● Sayfa metni:
§ §
Temsilcilik ve görüngücülük, algıda deneyimlediğimiz şeylerin zihinsel olduğunu, yani nesnelerin kendileriyle dolayımsız bir ‘karşılaşmanın’ olanaksız olduğunu savlamışlardır. Doğrudan gerçekçilik ise bu fikre net bir şekilde karşı çıkar. Gerçekliğe göre, biz algı sırasında deneyimlerimizi algılamayız. Algı esnasında algılanan şey fiziksel gerçekliğin içindeki nesnelerin kendileridir. Algı bağlamında bu görüşe ‘gerçeklik’ adı verilmesinin nedeni de budur.
§ §
● Aşağıdakileri tamamlayın:
a – Algı üzerine metni iki cümleyle özetleyin.
b – Algı üzerine metinden "Temsilcilik ve görüngücülük, algıda" ile başlayıp "nedeni de budur." ile biten bölümü hiçbir değişiklik yapmadan geri verin.
Kayıtların bu işle hiçbir ilgisi yoktur.

● Kayıtlar:
§ §
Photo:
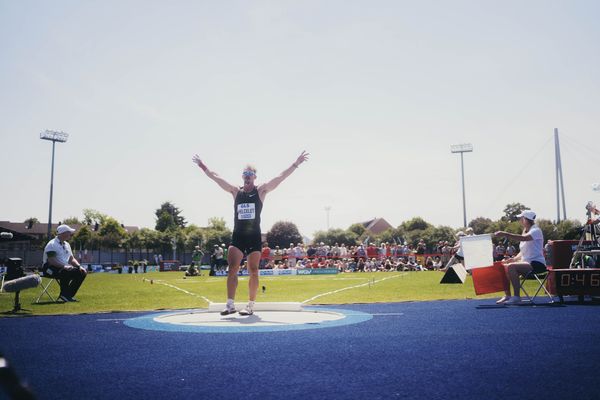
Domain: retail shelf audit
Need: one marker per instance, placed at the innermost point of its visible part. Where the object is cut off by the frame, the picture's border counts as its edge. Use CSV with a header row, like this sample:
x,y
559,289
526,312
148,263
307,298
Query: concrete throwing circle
x,y
260,321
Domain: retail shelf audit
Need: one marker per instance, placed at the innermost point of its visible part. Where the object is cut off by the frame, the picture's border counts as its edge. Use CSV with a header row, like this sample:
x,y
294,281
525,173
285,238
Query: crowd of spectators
x,y
358,258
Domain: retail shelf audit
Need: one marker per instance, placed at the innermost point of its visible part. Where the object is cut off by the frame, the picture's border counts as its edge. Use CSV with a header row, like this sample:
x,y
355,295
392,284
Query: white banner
x,y
478,251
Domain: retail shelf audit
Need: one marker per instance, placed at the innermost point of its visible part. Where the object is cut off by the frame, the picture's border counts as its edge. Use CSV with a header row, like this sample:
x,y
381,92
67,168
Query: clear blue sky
x,y
376,91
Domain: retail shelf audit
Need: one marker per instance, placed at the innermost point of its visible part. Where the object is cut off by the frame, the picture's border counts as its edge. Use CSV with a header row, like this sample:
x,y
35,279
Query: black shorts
x,y
538,267
247,243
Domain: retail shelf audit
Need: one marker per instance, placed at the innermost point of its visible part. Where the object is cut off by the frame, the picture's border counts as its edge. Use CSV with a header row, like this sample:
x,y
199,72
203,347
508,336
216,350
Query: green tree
x,y
92,217
71,221
512,210
163,222
214,237
112,234
217,223
32,220
549,229
569,229
83,238
507,226
357,229
283,233
149,239
194,236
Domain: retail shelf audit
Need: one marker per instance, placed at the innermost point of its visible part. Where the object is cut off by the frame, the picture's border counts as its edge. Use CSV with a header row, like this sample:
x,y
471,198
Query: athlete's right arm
x,y
228,187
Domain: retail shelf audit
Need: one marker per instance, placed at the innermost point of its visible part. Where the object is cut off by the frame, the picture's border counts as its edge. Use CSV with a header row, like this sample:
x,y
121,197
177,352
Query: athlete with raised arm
x,y
246,238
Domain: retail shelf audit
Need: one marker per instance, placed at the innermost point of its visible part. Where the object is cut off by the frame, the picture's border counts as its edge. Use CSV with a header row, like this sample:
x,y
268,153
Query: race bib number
x,y
246,211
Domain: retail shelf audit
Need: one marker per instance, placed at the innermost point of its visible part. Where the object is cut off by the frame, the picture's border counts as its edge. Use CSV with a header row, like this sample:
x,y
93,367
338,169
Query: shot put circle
x,y
202,321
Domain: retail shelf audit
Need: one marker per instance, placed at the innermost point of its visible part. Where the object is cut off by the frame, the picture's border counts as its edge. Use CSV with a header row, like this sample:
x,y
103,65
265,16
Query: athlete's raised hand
x,y
196,159
301,158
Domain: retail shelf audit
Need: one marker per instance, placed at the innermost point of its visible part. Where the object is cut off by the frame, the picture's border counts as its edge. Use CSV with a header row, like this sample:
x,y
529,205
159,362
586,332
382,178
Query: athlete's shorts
x,y
538,267
247,243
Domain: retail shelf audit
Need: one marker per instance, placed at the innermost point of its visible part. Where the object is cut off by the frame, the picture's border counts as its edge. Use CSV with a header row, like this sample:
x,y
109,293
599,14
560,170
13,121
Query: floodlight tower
x,y
327,210
53,136
462,148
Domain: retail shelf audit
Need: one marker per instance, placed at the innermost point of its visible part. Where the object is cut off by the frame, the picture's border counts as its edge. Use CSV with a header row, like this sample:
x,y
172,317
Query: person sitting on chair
x,y
530,257
60,264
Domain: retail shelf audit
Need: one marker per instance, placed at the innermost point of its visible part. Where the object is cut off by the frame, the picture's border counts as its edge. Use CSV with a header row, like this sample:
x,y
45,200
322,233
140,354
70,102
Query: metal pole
x,y
462,170
556,162
562,181
51,190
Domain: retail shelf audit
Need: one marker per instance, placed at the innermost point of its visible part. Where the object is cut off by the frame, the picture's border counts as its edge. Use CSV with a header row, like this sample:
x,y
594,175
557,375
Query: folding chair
x,y
540,277
46,287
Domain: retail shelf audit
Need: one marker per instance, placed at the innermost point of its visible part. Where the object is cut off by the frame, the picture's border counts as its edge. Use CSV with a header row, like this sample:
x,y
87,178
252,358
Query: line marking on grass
x,y
369,283
182,290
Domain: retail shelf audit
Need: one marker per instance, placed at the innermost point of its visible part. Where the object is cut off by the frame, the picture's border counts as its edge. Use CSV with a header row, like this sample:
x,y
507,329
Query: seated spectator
x,y
429,262
192,270
58,262
360,266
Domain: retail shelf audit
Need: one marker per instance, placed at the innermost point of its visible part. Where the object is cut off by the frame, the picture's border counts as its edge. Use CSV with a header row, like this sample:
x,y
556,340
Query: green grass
x,y
124,292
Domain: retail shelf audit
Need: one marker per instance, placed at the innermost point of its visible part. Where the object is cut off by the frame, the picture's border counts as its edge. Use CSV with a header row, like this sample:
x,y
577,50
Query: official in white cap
x,y
530,256
60,264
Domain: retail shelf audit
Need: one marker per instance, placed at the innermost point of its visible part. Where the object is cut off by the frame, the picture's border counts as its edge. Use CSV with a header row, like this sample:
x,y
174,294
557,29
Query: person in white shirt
x,y
530,257
59,263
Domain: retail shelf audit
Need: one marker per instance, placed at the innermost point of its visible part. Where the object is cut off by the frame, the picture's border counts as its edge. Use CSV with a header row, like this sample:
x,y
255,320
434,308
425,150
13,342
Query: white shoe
x,y
229,310
513,301
247,311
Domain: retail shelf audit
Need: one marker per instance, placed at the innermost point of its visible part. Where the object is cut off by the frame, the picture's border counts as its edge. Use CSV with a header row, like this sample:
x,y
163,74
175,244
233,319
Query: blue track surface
x,y
434,350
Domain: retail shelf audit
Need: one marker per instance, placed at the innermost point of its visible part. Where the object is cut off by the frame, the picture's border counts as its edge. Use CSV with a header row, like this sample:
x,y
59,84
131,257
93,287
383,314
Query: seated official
x,y
60,264
192,270
530,257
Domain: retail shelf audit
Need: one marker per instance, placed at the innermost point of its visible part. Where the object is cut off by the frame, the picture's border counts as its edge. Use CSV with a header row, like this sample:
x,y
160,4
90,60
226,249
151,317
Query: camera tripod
x,y
589,233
§ §
● Görev çözümleri:
a – Temsilcilik ve görüngücülük, algıda deneyimlediğimiz şeylerin zihinsel olduğunu ve nesnelerle dolayımsız bir karşılaşmanın olanaksız olduğunu savlamıştır. Doğrudan gerçekçilik ise bu fikre karşı çıkar ve algı sırasında deneyimlerimizin değil, fiziksel gerçeklikteki nesnelerin kendilerinin algılandığını öne sürer; bu görüşe ‘gerçeklik’ adı verilmesinin nedeni de budur.

b –
Temsilcilik ve görüngücülük, algıda deneyimlediğimiz şeylerin zihinsel olduğunu, yani nesnelerin kendileriyle dolayımsız bir ‘karşılaşmanın’ olanaksız olduğunu savlamışlardır. Doğrudan gerçekçilik ise bu fikre net bir şekilde karşı çıkar. Gerçekliğe göre, biz algı sırasında deneyimlerimizi algılamayız. Algı esnasında algılanan şey fiziksel gerçekliğin içindeki nesnelerin kendileridir. Algı bağlamında bu görüşe ‘gerçeklik’ adı verilmesinin nedeni de budur.